» **MATERIAL SHOWN**:
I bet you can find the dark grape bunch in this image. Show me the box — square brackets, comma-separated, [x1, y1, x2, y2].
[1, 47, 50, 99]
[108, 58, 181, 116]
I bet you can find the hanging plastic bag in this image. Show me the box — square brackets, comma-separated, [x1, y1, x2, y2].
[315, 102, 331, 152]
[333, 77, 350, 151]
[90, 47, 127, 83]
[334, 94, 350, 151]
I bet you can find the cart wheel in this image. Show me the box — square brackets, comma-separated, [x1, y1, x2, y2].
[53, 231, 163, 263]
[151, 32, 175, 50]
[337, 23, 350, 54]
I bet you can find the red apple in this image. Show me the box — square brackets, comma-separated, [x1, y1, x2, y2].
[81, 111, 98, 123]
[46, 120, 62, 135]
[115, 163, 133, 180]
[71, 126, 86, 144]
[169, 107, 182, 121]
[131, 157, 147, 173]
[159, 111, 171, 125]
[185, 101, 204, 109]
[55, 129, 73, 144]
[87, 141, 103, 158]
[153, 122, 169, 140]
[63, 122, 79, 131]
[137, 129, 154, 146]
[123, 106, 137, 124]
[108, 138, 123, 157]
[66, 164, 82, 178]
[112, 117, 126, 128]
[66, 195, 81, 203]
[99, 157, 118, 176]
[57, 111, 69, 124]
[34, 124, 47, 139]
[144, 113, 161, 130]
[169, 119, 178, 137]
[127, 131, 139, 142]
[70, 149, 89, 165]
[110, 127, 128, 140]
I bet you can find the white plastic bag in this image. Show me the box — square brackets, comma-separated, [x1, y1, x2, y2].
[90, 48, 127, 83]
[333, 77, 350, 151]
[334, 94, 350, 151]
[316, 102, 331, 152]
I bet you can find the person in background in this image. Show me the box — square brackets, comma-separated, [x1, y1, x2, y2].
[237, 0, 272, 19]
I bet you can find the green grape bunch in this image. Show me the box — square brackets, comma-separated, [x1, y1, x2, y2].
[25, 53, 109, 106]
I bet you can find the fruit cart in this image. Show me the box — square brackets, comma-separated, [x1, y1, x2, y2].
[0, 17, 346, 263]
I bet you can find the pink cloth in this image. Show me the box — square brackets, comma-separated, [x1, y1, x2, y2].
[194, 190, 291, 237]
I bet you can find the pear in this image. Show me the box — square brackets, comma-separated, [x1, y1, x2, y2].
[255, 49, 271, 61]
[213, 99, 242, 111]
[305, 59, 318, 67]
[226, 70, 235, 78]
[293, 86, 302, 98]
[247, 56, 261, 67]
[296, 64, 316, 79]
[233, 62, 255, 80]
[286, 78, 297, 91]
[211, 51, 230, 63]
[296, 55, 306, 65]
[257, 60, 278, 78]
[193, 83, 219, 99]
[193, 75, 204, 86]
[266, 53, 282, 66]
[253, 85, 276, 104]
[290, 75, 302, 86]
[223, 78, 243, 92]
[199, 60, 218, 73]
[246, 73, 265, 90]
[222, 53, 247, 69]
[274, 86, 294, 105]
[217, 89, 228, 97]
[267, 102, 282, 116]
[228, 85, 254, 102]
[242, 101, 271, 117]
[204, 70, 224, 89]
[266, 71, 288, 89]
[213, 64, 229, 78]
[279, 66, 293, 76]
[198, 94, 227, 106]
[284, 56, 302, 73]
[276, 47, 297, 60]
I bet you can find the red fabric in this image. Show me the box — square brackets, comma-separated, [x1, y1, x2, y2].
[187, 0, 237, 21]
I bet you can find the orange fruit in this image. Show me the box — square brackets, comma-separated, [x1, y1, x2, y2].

» **ASSIGNED TASK**:
Output the listing exactly.

» **COMPLETED TASK**:
I bet you can find the dark grape bunch in this image. Show me the box — square brackets, comma-separated, [x1, y1, x2, y2].
[1, 47, 50, 99]
[108, 58, 181, 116]
I bet you can find the hanging plastic bag in this image. Show me the box — square brackets, comma-separated, [x1, y1, x2, y2].
[315, 102, 331, 152]
[333, 77, 350, 151]
[90, 47, 127, 83]
[334, 94, 350, 151]
I bet you can find the cart wheel in this image. Show me the box — square brackets, comma-separated, [x1, y1, x2, y2].
[53, 231, 163, 263]
[151, 32, 175, 50]
[337, 23, 350, 54]
I bet you can find the red apple in this image. Show me the box — square brackets, comma-separated, [x1, y1, x2, y2].
[81, 111, 98, 123]
[46, 120, 62, 135]
[115, 163, 133, 180]
[71, 126, 86, 144]
[169, 107, 182, 121]
[131, 157, 147, 173]
[159, 111, 171, 125]
[185, 101, 204, 109]
[55, 129, 73, 144]
[87, 141, 103, 158]
[153, 122, 169, 140]
[63, 122, 79, 131]
[137, 129, 154, 146]
[123, 106, 137, 124]
[108, 138, 123, 157]
[66, 164, 82, 178]
[112, 117, 126, 128]
[66, 195, 81, 203]
[99, 157, 118, 176]
[57, 111, 69, 124]
[34, 124, 47, 139]
[144, 113, 161, 130]
[169, 119, 178, 137]
[127, 131, 139, 142]
[70, 149, 89, 165]
[110, 127, 128, 140]
I bet you can find the white plastic bag in this image. Show me the box — square brackets, comma-separated, [x1, y1, x2, y2].
[90, 48, 127, 83]
[333, 77, 350, 151]
[334, 94, 350, 151]
[316, 102, 331, 152]
I bet you can find the person in background in this image. Show me the box — square brackets, comma-separated, [x1, y1, x2, y2].
[237, 0, 272, 19]
I bet you can find the green grape bunch in this image. Show me the box — square brackets, comma-separated, [x1, y1, x2, y2].
[25, 53, 109, 106]
I bet you can find the fruit cart in this image. Show me the box — square brackets, comma-separated, [x1, y1, x2, y2].
[0, 17, 346, 263]
I bet you can find the pink cloth in this image. Show me the box — square brackets, comma-separated, [x1, y1, x2, y2].
[194, 190, 291, 237]
I bet you can find the pear in this image. Show me the box — square brackets, comma-separated, [x1, y1, x2, y2].
[255, 49, 271, 61]
[213, 99, 242, 111]
[305, 59, 318, 67]
[226, 70, 235, 78]
[293, 86, 302, 98]
[247, 56, 261, 67]
[296, 64, 316, 79]
[233, 62, 255, 80]
[286, 78, 297, 91]
[211, 51, 230, 63]
[296, 55, 306, 65]
[257, 60, 278, 78]
[193, 83, 219, 99]
[193, 75, 204, 86]
[266, 53, 282, 66]
[253, 85, 276, 104]
[290, 75, 302, 86]
[223, 78, 243, 92]
[199, 60, 218, 73]
[246, 73, 265, 90]
[222, 53, 247, 69]
[274, 86, 294, 105]
[217, 89, 228, 97]
[267, 102, 282, 116]
[228, 85, 254, 102]
[242, 101, 271, 117]
[204, 70, 224, 89]
[266, 71, 288, 89]
[213, 64, 229, 78]
[279, 66, 293, 76]
[198, 94, 227, 106]
[284, 56, 302, 73]
[276, 47, 297, 60]
I bet you can find the red fabric in this image. Show me the box — square brackets, comma-separated, [x1, y1, x2, y2].
[187, 0, 237, 21]
I bet you can find the orange fruit in this image. Show me the box — square brackets, comma-separated, [x1, y1, x2, y2].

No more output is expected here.